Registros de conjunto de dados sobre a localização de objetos
╔══

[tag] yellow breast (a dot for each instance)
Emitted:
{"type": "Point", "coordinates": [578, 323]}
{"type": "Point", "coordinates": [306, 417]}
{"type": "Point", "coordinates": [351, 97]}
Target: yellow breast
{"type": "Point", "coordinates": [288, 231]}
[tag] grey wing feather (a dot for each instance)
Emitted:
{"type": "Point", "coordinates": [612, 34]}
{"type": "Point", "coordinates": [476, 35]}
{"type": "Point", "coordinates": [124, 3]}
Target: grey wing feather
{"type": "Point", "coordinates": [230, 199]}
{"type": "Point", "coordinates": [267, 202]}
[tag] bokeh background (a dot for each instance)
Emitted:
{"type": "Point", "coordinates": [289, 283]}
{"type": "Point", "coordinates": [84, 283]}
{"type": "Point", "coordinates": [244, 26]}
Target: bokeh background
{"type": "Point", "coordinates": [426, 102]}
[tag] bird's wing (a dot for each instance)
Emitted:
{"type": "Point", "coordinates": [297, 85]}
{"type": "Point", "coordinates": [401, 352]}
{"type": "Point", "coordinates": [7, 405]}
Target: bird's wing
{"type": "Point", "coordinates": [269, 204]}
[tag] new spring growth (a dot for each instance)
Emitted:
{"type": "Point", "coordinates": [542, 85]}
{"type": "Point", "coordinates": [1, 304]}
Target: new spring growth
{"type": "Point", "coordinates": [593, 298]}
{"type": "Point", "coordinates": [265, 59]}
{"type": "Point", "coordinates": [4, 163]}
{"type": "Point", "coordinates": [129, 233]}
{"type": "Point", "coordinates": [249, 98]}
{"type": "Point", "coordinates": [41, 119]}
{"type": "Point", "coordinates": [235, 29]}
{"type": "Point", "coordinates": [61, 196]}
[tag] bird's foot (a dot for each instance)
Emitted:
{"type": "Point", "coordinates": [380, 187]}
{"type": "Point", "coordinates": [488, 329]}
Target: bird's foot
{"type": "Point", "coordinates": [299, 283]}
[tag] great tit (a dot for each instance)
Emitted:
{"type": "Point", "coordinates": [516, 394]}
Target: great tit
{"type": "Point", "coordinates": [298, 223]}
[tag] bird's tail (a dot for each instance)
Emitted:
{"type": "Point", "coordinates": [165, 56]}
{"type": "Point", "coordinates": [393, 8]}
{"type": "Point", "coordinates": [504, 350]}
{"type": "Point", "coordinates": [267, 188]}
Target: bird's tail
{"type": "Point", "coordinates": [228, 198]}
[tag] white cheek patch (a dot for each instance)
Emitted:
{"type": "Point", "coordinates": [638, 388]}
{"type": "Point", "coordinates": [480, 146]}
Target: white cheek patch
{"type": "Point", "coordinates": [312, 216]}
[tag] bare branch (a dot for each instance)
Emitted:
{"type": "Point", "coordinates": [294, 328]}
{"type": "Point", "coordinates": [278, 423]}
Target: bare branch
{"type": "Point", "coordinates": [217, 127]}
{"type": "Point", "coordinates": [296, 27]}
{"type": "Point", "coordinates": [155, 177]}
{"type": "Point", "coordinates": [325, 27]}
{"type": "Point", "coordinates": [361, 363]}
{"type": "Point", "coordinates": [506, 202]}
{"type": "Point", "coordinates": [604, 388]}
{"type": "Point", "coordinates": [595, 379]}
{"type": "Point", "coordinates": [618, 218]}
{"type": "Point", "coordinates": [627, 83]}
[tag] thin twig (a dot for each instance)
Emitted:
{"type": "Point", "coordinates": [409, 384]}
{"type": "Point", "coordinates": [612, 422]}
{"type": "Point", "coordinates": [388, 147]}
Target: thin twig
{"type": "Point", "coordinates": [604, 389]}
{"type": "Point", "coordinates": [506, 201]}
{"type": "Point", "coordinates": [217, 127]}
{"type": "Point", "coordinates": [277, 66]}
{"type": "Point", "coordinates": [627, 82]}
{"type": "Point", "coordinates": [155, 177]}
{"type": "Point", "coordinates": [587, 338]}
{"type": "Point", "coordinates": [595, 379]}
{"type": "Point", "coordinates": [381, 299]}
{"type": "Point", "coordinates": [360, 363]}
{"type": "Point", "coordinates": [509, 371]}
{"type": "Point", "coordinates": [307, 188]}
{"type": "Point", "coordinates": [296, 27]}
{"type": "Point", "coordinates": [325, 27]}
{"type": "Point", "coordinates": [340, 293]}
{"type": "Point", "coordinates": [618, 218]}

╚══
╔══

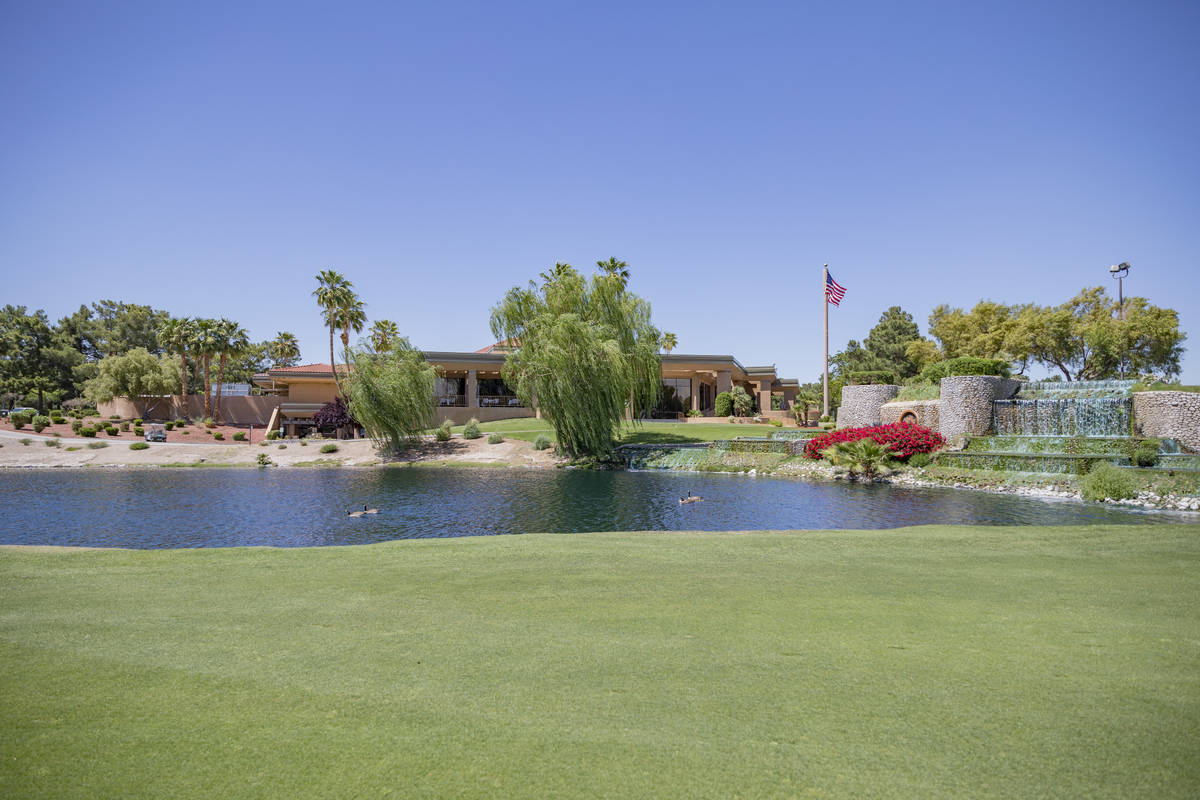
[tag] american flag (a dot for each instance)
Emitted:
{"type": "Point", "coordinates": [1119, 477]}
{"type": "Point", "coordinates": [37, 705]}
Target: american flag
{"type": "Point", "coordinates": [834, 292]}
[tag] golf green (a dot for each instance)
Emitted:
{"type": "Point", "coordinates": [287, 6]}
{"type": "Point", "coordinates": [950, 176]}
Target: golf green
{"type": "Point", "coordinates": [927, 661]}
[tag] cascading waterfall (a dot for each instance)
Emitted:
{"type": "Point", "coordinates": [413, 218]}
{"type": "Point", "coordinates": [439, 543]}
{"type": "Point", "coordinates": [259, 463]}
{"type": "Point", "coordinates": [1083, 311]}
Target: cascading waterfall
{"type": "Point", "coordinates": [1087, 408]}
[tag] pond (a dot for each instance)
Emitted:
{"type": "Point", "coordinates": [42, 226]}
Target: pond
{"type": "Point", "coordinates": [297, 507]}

╚══
╔══

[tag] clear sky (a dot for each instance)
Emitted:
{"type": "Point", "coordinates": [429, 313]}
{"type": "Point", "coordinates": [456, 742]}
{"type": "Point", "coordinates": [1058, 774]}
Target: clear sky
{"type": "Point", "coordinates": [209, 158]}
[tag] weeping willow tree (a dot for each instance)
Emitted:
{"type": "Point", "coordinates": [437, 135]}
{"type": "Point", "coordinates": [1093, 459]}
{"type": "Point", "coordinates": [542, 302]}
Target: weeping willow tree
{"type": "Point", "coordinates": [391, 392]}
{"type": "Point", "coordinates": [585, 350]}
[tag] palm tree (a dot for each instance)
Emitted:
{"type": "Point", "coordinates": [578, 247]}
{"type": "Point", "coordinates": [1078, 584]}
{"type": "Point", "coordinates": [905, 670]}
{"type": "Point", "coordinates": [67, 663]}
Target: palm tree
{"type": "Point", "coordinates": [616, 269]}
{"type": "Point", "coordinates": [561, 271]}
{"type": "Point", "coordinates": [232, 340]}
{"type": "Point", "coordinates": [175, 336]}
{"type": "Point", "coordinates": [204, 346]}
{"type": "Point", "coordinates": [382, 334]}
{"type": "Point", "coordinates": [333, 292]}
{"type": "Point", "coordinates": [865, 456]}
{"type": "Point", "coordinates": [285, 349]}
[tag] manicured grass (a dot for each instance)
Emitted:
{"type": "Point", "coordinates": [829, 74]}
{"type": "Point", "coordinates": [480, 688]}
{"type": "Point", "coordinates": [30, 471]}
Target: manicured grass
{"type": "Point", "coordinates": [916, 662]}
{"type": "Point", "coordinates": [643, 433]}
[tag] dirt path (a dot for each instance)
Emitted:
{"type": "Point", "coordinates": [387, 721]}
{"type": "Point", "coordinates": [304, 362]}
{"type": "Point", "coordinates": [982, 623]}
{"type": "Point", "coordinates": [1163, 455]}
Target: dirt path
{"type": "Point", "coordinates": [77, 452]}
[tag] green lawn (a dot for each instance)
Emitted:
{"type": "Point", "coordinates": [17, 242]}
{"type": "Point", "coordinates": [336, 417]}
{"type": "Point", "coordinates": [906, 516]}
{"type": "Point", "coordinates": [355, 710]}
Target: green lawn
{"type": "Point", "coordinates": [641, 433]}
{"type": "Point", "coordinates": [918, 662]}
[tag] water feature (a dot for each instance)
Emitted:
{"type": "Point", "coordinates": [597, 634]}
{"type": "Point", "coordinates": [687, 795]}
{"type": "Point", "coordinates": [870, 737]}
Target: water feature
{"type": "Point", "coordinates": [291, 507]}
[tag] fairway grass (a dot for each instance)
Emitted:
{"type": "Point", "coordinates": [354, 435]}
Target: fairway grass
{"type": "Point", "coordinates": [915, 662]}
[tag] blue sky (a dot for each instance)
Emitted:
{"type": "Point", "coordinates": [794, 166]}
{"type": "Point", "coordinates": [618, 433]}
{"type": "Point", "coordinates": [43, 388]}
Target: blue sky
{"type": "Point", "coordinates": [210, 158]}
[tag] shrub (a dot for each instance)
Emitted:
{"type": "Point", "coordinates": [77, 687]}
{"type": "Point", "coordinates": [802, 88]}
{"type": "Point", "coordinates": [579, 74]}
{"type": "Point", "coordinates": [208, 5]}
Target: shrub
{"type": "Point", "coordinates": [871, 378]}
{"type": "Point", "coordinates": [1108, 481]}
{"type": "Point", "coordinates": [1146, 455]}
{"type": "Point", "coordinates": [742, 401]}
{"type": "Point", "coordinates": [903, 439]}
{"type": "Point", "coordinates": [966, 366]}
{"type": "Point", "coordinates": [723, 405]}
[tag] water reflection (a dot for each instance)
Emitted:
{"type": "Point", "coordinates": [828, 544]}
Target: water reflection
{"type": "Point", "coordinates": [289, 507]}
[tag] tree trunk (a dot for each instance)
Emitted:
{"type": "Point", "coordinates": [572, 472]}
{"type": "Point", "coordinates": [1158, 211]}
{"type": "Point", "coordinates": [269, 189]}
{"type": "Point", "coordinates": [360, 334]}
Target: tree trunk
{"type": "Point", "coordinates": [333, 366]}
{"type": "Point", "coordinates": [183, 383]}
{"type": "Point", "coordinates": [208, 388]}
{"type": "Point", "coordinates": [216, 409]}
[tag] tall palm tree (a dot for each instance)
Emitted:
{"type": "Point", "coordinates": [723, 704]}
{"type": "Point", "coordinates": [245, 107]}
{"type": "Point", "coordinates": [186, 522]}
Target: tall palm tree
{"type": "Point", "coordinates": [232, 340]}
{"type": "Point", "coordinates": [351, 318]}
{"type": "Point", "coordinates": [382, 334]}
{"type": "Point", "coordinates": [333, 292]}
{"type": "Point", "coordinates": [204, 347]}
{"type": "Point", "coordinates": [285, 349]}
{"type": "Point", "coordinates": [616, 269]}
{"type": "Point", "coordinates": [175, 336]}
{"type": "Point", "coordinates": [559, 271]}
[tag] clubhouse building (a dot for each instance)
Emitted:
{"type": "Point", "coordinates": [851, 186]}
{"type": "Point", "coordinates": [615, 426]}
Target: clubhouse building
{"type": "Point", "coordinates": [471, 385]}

╚══

→ **Descrição da tarefa**
Retorne sem nenhuma alteração as linhas dos registros que vão da linha com "[tag] bird's tail (a dot for each instance)" até a linha com "Target: bird's tail", incluindo as duas.

→ **Resultado**
[tag] bird's tail (a dot for each instance)
Emitted:
{"type": "Point", "coordinates": [165, 56]}
{"type": "Point", "coordinates": [393, 8]}
{"type": "Point", "coordinates": [504, 350]}
{"type": "Point", "coordinates": [267, 188]}
Target: bird's tail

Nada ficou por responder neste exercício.